▸ DATA RECORDS
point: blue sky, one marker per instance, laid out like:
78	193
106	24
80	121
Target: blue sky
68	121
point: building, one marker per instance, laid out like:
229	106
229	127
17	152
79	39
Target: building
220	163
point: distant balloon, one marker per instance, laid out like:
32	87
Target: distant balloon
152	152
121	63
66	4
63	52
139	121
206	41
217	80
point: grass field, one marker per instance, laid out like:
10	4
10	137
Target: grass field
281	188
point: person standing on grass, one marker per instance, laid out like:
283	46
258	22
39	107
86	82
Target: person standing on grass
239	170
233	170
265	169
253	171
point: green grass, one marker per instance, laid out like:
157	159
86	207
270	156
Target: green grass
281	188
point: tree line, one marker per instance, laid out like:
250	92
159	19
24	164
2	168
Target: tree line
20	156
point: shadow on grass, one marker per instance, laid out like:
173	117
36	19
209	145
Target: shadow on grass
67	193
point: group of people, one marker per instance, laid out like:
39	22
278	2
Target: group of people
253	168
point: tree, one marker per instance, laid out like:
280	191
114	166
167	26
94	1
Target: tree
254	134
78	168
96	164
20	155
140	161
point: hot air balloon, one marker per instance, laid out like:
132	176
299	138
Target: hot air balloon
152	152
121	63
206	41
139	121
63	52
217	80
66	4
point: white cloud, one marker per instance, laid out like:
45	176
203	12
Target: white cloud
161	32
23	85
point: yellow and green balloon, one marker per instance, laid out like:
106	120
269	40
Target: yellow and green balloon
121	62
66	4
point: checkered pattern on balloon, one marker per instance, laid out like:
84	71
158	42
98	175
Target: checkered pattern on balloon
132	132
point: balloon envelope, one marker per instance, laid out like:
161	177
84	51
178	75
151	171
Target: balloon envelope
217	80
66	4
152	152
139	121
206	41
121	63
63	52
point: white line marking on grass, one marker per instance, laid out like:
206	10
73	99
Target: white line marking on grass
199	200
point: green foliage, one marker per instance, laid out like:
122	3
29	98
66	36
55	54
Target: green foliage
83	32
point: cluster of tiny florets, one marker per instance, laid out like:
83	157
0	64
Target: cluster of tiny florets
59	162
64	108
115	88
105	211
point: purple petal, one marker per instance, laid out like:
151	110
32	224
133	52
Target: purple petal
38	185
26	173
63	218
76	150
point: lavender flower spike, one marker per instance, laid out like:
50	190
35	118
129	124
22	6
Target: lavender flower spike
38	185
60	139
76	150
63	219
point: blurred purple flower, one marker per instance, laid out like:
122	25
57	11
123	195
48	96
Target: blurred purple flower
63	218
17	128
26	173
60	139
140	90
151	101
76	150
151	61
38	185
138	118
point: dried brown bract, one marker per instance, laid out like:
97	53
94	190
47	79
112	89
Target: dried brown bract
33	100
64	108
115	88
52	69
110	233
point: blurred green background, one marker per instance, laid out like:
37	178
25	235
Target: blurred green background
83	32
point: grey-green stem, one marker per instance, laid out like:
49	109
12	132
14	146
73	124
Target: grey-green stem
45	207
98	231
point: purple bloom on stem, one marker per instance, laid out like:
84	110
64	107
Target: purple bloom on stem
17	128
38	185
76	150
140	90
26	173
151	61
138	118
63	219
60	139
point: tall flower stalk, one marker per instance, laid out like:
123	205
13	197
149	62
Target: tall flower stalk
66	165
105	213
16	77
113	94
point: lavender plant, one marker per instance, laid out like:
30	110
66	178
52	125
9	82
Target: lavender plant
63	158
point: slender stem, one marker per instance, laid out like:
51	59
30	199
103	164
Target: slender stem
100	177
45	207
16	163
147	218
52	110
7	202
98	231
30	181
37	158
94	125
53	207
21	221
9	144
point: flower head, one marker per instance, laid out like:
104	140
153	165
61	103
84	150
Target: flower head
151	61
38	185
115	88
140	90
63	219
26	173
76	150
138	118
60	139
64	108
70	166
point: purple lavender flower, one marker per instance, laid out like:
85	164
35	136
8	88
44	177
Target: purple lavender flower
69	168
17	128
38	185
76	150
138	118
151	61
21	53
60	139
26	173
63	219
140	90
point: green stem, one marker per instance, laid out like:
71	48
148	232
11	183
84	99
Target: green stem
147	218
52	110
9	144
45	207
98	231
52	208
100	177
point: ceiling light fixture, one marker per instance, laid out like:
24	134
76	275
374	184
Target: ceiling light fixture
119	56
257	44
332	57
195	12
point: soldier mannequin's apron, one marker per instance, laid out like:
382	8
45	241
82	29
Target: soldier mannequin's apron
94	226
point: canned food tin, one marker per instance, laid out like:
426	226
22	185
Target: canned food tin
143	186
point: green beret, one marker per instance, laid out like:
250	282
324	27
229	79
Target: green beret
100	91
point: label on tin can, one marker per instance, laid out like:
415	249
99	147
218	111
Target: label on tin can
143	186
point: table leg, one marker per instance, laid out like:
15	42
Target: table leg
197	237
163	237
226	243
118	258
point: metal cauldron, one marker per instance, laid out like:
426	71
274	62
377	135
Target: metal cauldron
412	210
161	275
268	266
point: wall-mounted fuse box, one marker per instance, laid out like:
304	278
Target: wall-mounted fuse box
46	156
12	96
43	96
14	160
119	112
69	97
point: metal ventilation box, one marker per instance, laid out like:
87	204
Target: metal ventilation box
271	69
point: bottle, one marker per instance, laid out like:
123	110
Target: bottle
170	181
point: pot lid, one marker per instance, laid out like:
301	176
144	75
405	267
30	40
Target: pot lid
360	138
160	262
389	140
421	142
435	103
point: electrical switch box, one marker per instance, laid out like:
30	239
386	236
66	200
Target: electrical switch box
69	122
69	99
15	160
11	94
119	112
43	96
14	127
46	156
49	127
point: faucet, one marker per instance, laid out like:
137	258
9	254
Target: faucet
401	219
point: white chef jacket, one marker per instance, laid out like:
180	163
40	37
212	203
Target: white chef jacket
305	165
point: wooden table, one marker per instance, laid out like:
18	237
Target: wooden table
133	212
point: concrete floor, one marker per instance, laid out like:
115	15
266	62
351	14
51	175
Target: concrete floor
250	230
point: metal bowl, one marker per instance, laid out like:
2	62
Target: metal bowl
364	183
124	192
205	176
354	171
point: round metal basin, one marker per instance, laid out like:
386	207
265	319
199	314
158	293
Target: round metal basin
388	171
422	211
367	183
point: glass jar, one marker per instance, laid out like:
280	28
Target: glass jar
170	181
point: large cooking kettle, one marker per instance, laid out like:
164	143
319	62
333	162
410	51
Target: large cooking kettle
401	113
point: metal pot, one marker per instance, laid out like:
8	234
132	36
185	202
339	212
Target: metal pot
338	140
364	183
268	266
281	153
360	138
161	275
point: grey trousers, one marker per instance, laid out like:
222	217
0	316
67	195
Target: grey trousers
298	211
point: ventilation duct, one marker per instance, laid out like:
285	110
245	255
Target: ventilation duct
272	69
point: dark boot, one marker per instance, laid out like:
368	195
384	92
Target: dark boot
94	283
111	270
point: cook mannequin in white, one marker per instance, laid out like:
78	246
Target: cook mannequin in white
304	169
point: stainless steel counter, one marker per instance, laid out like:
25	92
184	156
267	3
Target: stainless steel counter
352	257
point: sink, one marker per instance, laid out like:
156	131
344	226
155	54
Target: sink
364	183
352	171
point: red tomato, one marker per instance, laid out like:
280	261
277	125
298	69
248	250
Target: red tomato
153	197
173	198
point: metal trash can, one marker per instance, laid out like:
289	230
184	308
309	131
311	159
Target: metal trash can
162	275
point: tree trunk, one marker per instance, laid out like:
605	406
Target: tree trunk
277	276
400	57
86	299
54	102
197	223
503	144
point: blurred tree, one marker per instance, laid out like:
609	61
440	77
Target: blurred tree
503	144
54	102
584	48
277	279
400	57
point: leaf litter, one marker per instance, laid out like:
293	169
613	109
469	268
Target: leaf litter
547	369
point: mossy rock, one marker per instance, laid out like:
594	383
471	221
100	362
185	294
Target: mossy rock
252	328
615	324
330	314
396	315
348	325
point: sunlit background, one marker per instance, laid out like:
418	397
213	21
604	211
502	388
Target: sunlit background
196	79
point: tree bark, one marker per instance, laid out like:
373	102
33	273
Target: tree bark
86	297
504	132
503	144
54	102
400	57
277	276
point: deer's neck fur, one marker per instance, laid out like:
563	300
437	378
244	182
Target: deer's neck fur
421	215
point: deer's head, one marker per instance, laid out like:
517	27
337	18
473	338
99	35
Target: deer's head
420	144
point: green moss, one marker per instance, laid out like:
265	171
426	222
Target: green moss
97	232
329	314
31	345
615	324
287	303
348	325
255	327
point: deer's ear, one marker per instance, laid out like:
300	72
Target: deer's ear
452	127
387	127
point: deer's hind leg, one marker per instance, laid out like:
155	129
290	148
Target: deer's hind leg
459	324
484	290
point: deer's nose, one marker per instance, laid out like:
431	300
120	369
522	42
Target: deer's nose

▸ DIRECTIONS
Go through the records and report each line that contains "nose".

▸ OUTPUT OF THE EXERCISE
point: deer's nose, one marker per instance, laid out like:
Target: deer's nose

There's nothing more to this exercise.